• **Activity**
Nothing in the records should change; write them all out again.

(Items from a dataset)

■ ■ ■ ■

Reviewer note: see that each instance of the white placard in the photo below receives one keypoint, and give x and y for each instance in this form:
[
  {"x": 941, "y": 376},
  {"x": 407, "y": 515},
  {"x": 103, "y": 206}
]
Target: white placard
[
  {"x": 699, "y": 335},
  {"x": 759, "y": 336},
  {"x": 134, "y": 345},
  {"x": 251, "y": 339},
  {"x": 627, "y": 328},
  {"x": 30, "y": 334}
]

■ ■ ■ ■

• **Response area**
Reviewer note: see that each instance of the white placard in the photo below receives one keypoint, and give x and y for each instance in this form:
[
  {"x": 941, "y": 376},
  {"x": 407, "y": 515},
  {"x": 103, "y": 206}
]
Target: white placard
[
  {"x": 699, "y": 335},
  {"x": 759, "y": 336},
  {"x": 134, "y": 345},
  {"x": 251, "y": 339},
  {"x": 627, "y": 328},
  {"x": 30, "y": 334}
]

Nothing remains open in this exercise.